Work to complete ▸ The records below are to be repeated exactly, minus any pictures.

Image point grounding data:
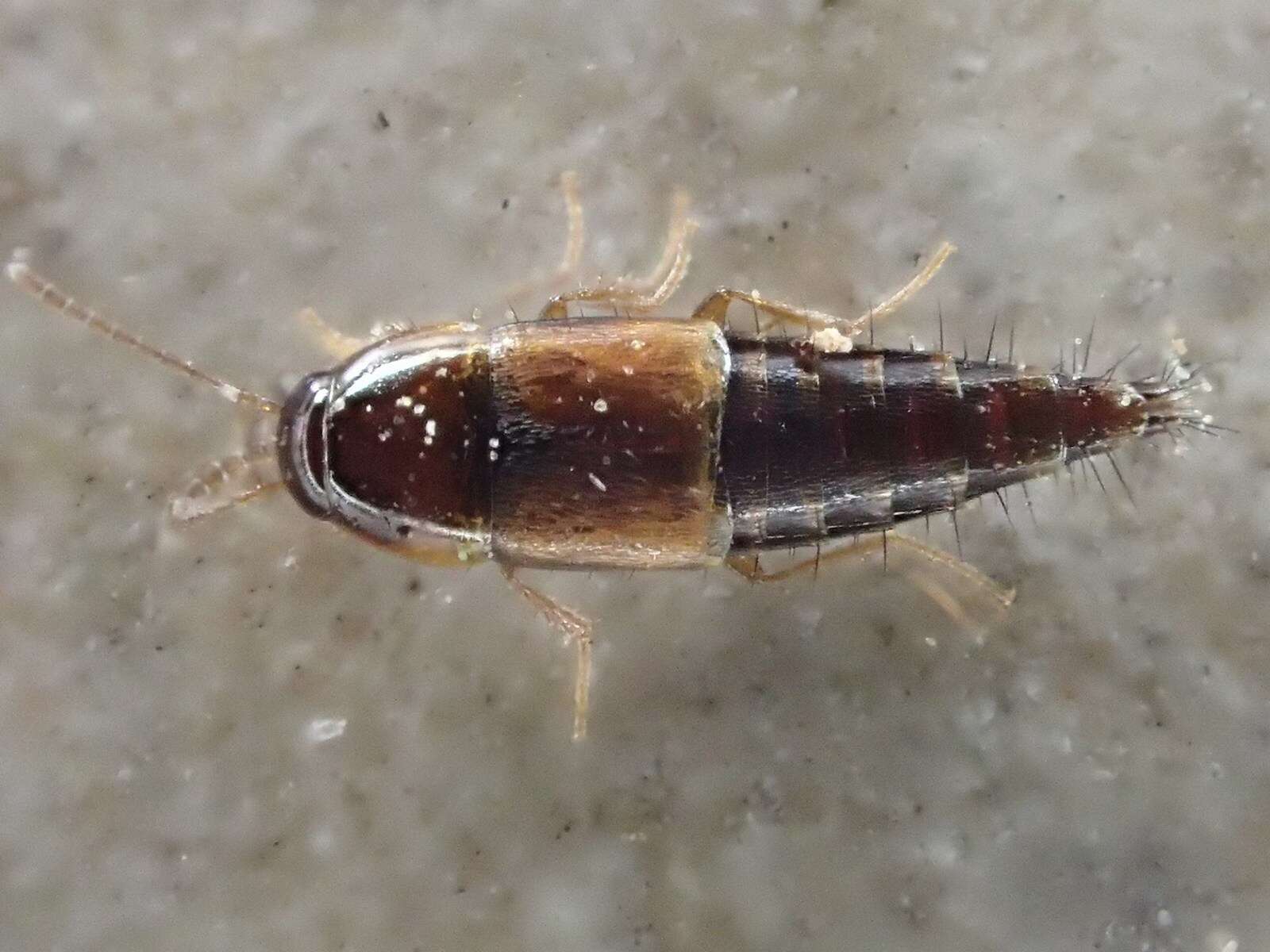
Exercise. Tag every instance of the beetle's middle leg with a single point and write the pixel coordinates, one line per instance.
(645, 294)
(577, 630)
(341, 346)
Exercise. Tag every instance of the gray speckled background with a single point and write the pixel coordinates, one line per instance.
(821, 766)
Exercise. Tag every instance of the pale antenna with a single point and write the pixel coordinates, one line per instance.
(55, 300)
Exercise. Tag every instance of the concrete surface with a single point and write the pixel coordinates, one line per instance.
(258, 734)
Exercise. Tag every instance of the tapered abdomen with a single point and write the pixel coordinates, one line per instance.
(821, 444)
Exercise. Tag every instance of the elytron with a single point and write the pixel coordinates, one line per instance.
(628, 441)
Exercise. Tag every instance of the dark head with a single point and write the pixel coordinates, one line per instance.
(395, 443)
(302, 446)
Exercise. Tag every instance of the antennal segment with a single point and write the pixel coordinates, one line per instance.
(48, 295)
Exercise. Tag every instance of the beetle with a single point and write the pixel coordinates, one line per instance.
(629, 441)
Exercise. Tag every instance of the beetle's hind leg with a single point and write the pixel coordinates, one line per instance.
(749, 568)
(715, 308)
(577, 630)
(645, 294)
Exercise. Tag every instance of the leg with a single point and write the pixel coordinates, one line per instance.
(226, 482)
(1003, 597)
(342, 346)
(715, 308)
(575, 628)
(575, 238)
(649, 292)
(336, 343)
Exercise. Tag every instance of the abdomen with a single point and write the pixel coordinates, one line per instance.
(822, 444)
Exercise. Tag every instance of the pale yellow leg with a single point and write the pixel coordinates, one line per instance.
(715, 308)
(575, 239)
(645, 294)
(577, 630)
(333, 342)
(228, 482)
(749, 568)
(342, 346)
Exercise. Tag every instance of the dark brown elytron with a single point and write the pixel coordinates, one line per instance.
(643, 442)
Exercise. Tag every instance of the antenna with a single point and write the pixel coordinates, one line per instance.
(55, 300)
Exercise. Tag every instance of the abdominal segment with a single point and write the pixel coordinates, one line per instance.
(822, 444)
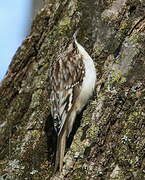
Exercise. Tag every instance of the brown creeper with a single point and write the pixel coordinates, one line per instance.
(72, 82)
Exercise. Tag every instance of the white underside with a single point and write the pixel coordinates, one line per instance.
(89, 80)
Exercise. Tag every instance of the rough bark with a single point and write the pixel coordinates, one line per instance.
(110, 138)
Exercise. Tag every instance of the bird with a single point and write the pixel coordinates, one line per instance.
(72, 83)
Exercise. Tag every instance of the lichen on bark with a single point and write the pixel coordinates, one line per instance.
(109, 140)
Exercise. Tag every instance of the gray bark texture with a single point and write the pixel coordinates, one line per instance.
(108, 142)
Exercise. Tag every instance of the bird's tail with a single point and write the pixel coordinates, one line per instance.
(61, 144)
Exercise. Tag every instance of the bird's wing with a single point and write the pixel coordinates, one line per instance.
(66, 77)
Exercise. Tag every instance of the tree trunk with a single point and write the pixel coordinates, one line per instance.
(108, 139)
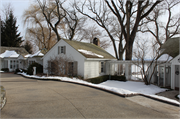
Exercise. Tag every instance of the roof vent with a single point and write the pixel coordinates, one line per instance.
(96, 41)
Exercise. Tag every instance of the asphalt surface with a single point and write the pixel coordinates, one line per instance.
(30, 98)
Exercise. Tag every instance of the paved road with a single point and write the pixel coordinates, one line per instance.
(29, 98)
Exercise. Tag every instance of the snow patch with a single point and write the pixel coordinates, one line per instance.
(127, 88)
(90, 53)
(8, 53)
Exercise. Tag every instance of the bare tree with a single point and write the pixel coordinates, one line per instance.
(7, 8)
(41, 33)
(54, 13)
(129, 14)
(145, 66)
(162, 30)
(73, 24)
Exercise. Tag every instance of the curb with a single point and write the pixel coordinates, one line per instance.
(3, 97)
(115, 93)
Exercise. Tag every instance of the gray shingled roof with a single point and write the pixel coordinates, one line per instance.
(171, 46)
(90, 47)
(19, 50)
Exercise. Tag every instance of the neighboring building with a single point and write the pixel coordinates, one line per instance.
(18, 58)
(87, 60)
(167, 74)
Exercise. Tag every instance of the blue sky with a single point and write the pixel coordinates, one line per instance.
(18, 7)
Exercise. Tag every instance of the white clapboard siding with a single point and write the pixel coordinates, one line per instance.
(91, 69)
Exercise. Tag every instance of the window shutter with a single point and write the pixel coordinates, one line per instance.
(66, 68)
(75, 68)
(49, 67)
(99, 67)
(64, 49)
(59, 48)
(104, 67)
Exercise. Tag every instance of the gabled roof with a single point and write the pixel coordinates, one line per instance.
(9, 54)
(171, 46)
(89, 50)
(18, 50)
(37, 54)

Exercise output ▸
Exercise. Tag every instance of the beetle's middle leg with a single point and write the pixel coordinates, one line per instance.
(645, 294)
(577, 630)
(341, 346)
Exercise. Tag every instance of the gray speckled background with a single point and write the pixel coordinates, one line per instance.
(821, 766)
Exercise. Tag every instance of the pale antenna with a single point and write the pixel coordinates, one line per instance.
(55, 300)
Exercise. Tag every instance of the concrete surface with a single point and write the pixel coordinates, one line per instance.
(258, 734)
Exercise. Tag every instance of the tapered abdomen with a single point and write the pixel coordinates, one line per instance.
(821, 444)
Exercise. Tag every instance of the elytron with a single point and write the pixel coordinates, one line per instance.
(628, 441)
Exercise. Tag every instance of the dark head with a single point and write the pixel coordinates, one line per instance.
(395, 443)
(302, 446)
Exercise. Tag every instance of the antennal segment with a single point and write the pixel coordinates, one line per instance.
(48, 295)
Exercise. Tag every instance of the beetle with a single point and write the pixel coordinates, one line per instance.
(629, 441)
Exercise. Tag every instance of the beetle's hind leg with a single point and write the pixel coordinates, one line per instance.
(749, 568)
(715, 308)
(577, 630)
(645, 294)
Exercise. Tag every instance of the leg with a single point and write the pixel coordinates, one line per instance.
(226, 482)
(1003, 597)
(342, 346)
(715, 308)
(575, 628)
(575, 238)
(649, 292)
(336, 343)
Exercise. Tag every instance of the abdomen with a single point and write the pixel coordinates, one line per instance.
(822, 444)
Exercise. Tag every instance of the pale yellow leg with a single point and write the pixel coordinates, one line per instance.
(715, 308)
(575, 239)
(645, 294)
(577, 630)
(333, 342)
(228, 482)
(749, 568)
(342, 346)
Exercise. Tag every instance of the dark brown elytron with a single point and write the pixel coordinates, one line per instance.
(643, 442)
Exercise. Tag every instance of the antenna with a single point and write the pixel coordinates, one line per instance.
(55, 300)
Exercise. Tag every instance of the abdominal segment with a single point and write the pixel coordinates, one line per instance.
(822, 444)
Exercise. Tag every instance of the brown creeper with a single point and write the pixel coordinates, one line per instance.
(72, 82)
Exercise. Tag every instance of the white underside with a single point and write the pixel coordinates, one line per instance.
(89, 80)
Exercise. Tag every instance of the rough bark with a single point and write the pixel coordinates, one line per instance.
(110, 138)
Exercise. Tag every instance of the bird with a single point and write the pixel coordinates, one line per instance.
(72, 83)
Exercise. Tag every instance of the lichen on bark with a single point and write the pixel coordinates, one line per instance.
(109, 140)
Exercise. Tag every instance of the gray bark texture with a single point and write the pixel coordinates, one line per instance.
(108, 142)
Exercise. Tag every instance of the bird's tail with a single point and write the pixel coordinates, one line per instance.
(61, 144)
Exercise. Tag every instance of the bird's wing with a single point and write the pixel coordinates, one line per instance.
(66, 77)
Exercise. Tag every instance of the tree trunk with a single point and write the pixel coordinates, one line per instance.
(108, 139)
Exercise. Tag every instance of the roof vent with a single point and write the pixel coordinates, one line per instance.
(96, 41)
Exercise. Tag every instance of the asphalt surface with a single point and write the pixel coordinates, one line per instance.
(30, 98)
Exercise. Tag every instance of the paved road with a single point and write the pixel coordinates, one line per instance.
(29, 98)
Exercise. Tag every instance of the snow patch with a single point and write the pixel coordinates, one line per instance.
(127, 88)
(90, 53)
(8, 53)
Exercise. Tag every instance of the bare tree with a single point and write the pixel coordinates, one line per instance.
(7, 8)
(41, 33)
(54, 13)
(129, 14)
(145, 66)
(162, 30)
(73, 24)
Exercise. Tag every instance of the curb with a single point and write the pixel coordinates, one line per instance.
(3, 97)
(115, 93)
Exercise. Tag every instance of the gray shingled roof with a single point and write the pixel coordinates, one line per instance.
(171, 46)
(90, 47)
(19, 50)
Exercise. Tag every instance of the neighboring building with a single point and write the pixel coordinates, one line per instance.
(18, 58)
(87, 60)
(167, 74)
Exercise. Tag every instance of the blue sky with a single point and write the pixel coordinates, one line per instance.
(18, 7)
Exercise. Tag every instance of the white clapboard siding with a single point and write the pixel coordinates, one line per instance.
(91, 69)
Exercise. Tag every instance of the window shutter with a single point and write the pixel coordinates, one line per instance.
(66, 68)
(75, 68)
(49, 67)
(99, 67)
(64, 49)
(59, 48)
(104, 67)
Exercise. Tag every instance of the gabled roof with a single point and write the pixel coordinates, one line per instance.
(9, 54)
(171, 46)
(89, 50)
(18, 50)
(37, 54)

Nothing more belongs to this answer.